[Opening Data shown section]

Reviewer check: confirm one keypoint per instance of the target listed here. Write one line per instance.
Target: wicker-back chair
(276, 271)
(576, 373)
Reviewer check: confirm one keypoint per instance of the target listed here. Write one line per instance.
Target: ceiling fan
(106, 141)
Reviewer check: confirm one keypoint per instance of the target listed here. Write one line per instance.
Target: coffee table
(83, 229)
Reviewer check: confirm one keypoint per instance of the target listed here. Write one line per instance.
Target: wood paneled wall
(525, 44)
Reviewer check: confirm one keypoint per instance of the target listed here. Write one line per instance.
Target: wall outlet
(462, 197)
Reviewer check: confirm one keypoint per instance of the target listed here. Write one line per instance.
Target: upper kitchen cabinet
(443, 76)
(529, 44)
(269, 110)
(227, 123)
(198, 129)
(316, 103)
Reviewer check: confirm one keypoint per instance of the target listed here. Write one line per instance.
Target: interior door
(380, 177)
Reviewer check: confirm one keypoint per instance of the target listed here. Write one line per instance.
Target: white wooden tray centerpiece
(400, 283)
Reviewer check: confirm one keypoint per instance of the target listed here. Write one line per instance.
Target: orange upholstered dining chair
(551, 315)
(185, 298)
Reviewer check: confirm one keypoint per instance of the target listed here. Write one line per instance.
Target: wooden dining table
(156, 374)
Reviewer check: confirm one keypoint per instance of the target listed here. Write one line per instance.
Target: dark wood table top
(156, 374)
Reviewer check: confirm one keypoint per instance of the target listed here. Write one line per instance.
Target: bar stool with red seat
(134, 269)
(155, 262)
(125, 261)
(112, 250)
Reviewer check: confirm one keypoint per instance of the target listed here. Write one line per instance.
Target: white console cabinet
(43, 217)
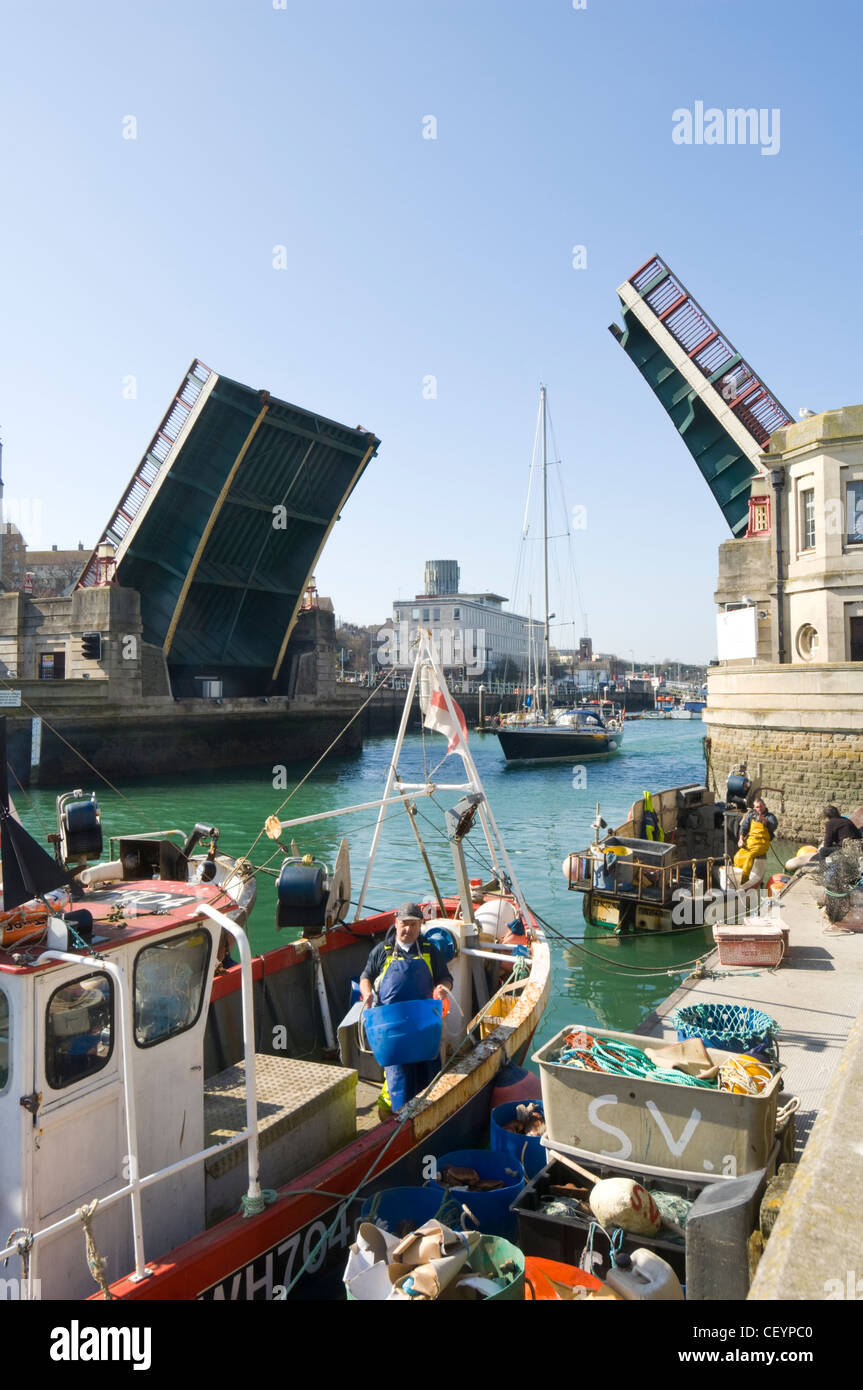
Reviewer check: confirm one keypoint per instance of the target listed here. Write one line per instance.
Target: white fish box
(637, 1121)
(753, 945)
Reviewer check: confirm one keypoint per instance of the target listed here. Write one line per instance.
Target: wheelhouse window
(6, 1052)
(808, 519)
(853, 512)
(170, 987)
(78, 1030)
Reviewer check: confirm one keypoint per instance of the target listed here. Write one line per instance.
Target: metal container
(639, 1121)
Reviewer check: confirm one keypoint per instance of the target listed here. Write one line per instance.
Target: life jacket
(405, 977)
(652, 827)
(756, 847)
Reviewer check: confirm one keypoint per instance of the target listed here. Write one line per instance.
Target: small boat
(196, 1132)
(664, 868)
(574, 734)
(556, 736)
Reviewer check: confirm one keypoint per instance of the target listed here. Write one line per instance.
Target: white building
(473, 633)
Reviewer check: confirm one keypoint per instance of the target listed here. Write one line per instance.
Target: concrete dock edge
(816, 1247)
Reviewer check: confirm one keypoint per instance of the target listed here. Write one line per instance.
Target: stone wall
(813, 769)
(798, 729)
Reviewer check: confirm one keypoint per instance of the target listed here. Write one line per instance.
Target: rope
(22, 1244)
(95, 1261)
(635, 970)
(314, 766)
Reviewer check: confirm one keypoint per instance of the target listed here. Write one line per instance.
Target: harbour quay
(817, 1001)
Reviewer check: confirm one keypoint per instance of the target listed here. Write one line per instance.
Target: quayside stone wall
(795, 727)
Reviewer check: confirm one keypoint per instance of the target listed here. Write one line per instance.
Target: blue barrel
(491, 1209)
(505, 1141)
(398, 1205)
(402, 1033)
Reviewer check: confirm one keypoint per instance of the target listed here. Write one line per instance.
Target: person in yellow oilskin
(758, 829)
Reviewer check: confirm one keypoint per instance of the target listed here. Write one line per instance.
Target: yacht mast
(545, 546)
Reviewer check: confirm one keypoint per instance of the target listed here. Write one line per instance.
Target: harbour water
(542, 812)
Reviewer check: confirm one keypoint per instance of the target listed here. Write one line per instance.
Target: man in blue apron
(400, 970)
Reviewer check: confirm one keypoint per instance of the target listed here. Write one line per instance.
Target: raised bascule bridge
(193, 634)
(221, 526)
(717, 403)
(787, 691)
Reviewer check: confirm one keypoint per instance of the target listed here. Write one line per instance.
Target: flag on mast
(442, 722)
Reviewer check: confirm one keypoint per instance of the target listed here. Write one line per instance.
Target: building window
(759, 516)
(52, 666)
(79, 1030)
(853, 512)
(808, 519)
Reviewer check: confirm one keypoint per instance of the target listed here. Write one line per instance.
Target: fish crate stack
(685, 1121)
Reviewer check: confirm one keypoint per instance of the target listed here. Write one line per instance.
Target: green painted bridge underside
(252, 573)
(726, 469)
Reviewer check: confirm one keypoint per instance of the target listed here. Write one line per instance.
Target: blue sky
(409, 257)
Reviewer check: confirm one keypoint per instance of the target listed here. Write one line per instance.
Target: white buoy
(620, 1201)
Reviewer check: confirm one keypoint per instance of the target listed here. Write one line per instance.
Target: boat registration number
(268, 1275)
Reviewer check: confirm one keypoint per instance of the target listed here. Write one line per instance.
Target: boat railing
(136, 1183)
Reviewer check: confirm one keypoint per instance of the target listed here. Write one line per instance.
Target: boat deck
(815, 995)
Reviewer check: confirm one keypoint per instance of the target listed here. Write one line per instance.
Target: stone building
(787, 697)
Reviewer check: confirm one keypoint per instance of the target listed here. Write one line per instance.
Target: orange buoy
(541, 1276)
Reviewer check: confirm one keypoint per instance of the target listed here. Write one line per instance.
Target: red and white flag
(442, 722)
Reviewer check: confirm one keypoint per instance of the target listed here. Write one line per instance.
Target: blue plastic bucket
(491, 1209)
(505, 1141)
(414, 1205)
(402, 1033)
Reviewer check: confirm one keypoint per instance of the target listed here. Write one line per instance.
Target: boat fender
(645, 1278)
(621, 1201)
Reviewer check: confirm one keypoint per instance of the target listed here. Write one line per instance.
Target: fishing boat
(173, 1130)
(666, 866)
(546, 734)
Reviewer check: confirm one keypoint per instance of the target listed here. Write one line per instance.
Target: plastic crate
(762, 947)
(639, 1121)
(564, 1237)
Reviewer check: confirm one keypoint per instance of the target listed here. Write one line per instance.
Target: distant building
(787, 695)
(473, 631)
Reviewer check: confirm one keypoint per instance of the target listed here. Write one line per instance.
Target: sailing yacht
(571, 734)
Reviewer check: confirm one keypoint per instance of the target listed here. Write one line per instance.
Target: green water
(595, 979)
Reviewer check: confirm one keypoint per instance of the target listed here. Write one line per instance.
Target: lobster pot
(631, 1119)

[Closing Data shown section]

Reproduce all of the data exactly; the pictures do not belong in the copy.

Reviewer check: confirm one keypoint per instance of the target listed here. Write one line per instance.
Target: wicker-back chair
(276, 271)
(576, 373)
Reviewer check: confirm one keypoint per instance of the target listed here. Write one line per instance.
Target: ceiling fan
(106, 141)
Reviewer check: confirm one keypoint per instance of the target listed here. Write one line per instance.
Target: coffee table
(83, 229)
Reviewer check: confirm one keypoint per instance of the target listed here. Write one line per instance.
Target: wood paneled wall
(525, 44)
Reviewer check: confirm one keypoint per instance of the target listed here. Write one line per instance.
Target: wall outlet
(462, 197)
Reviewer check: confirm one keypoint per instance of the target listed here. Write one line per instance.
Target: upper kitchen cabinet
(443, 76)
(529, 44)
(269, 110)
(227, 123)
(198, 129)
(316, 103)
Reviewer check: confirm one keypoint per instance of the target listed here. Write one line per instance.
Target: interior door
(380, 177)
Reviewer check: confirm one keypoint per instance of the target listed here. Write one line per instance.
Target: white wooden tray centerpiece
(400, 283)
Reviewer check: confirm one keypoint per instance of the target listed here. Write one line per instance.
Target: orange upholstered dining chair
(551, 315)
(185, 298)
Reviewer check: confirm one keypoint per instance of the target listed here. Write one line per instance.
Target: wooden dining table
(156, 374)
Reviewer check: confirm one keypoint per instance of the target listed here. Write one line per instance.
Target: dark wood table top
(156, 374)
Reviewer check: confirm one keypoint per instance of the target listed here. Write one line per instance.
Target: bar stool with red seat
(134, 269)
(155, 262)
(125, 261)
(112, 250)
Reviewer check: confirm one keypoint per instance of the target listed here. Write one line per instance.
Target: white console cabinet
(43, 217)
Reviewer check: confirm one keypoint per instance of the target listed here. Write one line per instance.
Target: white fish box
(637, 1121)
(753, 945)
Reviewer check: confirm one keypoint per instance of the target listed here. Write one line per instance.
Target: wheelhouse window
(6, 1052)
(808, 519)
(853, 512)
(170, 987)
(78, 1030)
Reviewer check: confirm one keypoint per instance of the target listed here. Write one line per instance.
Target: metal container
(639, 1121)
Reviewer check: confirm one keypoint per instance of the target listed here. Write one line per instance.
Target: life jacket
(405, 977)
(652, 827)
(756, 847)
Reviewer check: confirm one keypoint per instance of the target listed here. Write one line per instance.
Target: small boat
(196, 1132)
(664, 868)
(574, 734)
(556, 736)
Reviewer check: confirm one keypoint per instance of the target listed here. Write one line per instance.
Target: white building
(473, 633)
Reviewer check: confirm one keypoint per instance of the target listed here. Write one line per instance.
Target: concrete dock edge
(816, 1247)
Reviewer check: confirm one keypoint per instance of the target listed here. Write one line per instance.
Target: stone wall
(813, 769)
(798, 729)
Reviewer check: confirm one keypoint per instance of the target listed here. Write one line per instance.
Target: rope
(22, 1244)
(95, 1261)
(635, 970)
(314, 766)
Reviewer check: confirm one keypoint per instance of the target listed here. Write one line per instance.
Target: harbour quay
(817, 1001)
Reviewer check: confirm one keypoint per instance of the target listed here. Write one line per instance.
Target: quayside stone wall
(795, 727)
Reviewer check: confirm one keypoint per instance of the target listed here. Write one line per instance.
Target: blue barrel
(491, 1209)
(505, 1141)
(398, 1205)
(402, 1033)
Reviewer check: confirm one keypoint per instance of the target listed here. Write one line per instance.
Target: person in yellow oilskin
(758, 829)
Reviewer check: confirm one keypoint per instance of the target listed here. Write one line per instance.
Target: yacht mast
(545, 546)
Reviewer check: confirm one keypoint per instance of the target listed here. Write one line per instance.
Target: harbour water
(542, 812)
Reviewer check: confirm one keypoint per instance of the target listed here. Write one line per instance.
Target: man in blue apron
(400, 970)
Reviewer check: confirm one keypoint per instance of the target listed here. Write one line per instance.
Target: raised bascule bridge
(193, 634)
(221, 526)
(717, 403)
(787, 691)
Reviewer check: confirm one keypoint per instance of the target listed here. Write one line per instance.
Target: flag on mast
(442, 722)
Reviewer check: confirm one keypoint per instance of the target listed here. Write one line per instance.
Target: building window
(759, 516)
(52, 666)
(79, 1030)
(853, 512)
(808, 519)
Reviewer check: confirm one keypoint per instance of the target listed here. Write one line per instance.
Target: fish crate stack
(685, 1121)
Reviewer check: confirm one keypoint per instance of the target listed here. Write one line per instance.
Target: green painted bridge underside
(252, 573)
(726, 469)
Reviewer check: confirm one keypoint per instance of the target listed here. Write one line per instance.
Target: blue sky
(409, 257)
Reviewer check: confirm one keypoint per instance of the target listed here. Write one line per instance.
Target: white buoy
(620, 1201)
Reviewer check: confirm one keypoint per instance of the target listed here. Write one line per instance.
Target: boat registration number
(268, 1275)
Reviewer check: confirm one keypoint per instance of the target listed here. Write one line per instance.
Target: boat railing
(136, 1183)
Reviewer check: confirm one keypoint per instance of the target listed here. Write one line per instance.
Target: boat deck
(815, 995)
Reviewer check: confirm one keypoint per instance of the target listed here. Write one line per instance.
Target: stone building
(787, 697)
Reviewer check: confirm one keypoint per instance of the target listed here. Write one line per instance.
Target: orange buoy
(541, 1276)
Reviewer check: confirm one keypoint per instance of the target listed here. Write one line per instance.
Target: red and white flag
(442, 722)
Reviewer check: confirm one keypoint per instance of the target listed here. Write one line per instance.
Target: blue plastic bucket
(491, 1209)
(505, 1141)
(414, 1205)
(402, 1033)
Reviewer check: confirm one keypoint per instance of the target listed here. Write one line per instance.
Target: boat fender
(645, 1278)
(621, 1201)
Reviewer check: confirm one keypoint per instance of the target listed here. Write one line per instance.
Target: fishing boat
(173, 1130)
(666, 866)
(546, 734)
Reviewer check: confirm one keypoint per instance of the target listed here. Write one line per instance.
Target: plastic crate
(762, 947)
(639, 1121)
(564, 1237)
Reviewer check: confirm one keypoint per instance of the target listed here. Write one line per instance.
Target: distant building
(787, 695)
(473, 631)
Reviewer check: confirm one keypoint per instance of the target listed here. Write one line per instance.
Target: sailing yacht
(571, 734)
Reviewer check: confirm one keypoint per instance of the target listed here. Write one line per instance.
Target: green water
(595, 979)
Reviewer check: confirm one keypoint per instance of the target listed here. Write one line per instance.
Target: lobster pot
(631, 1119)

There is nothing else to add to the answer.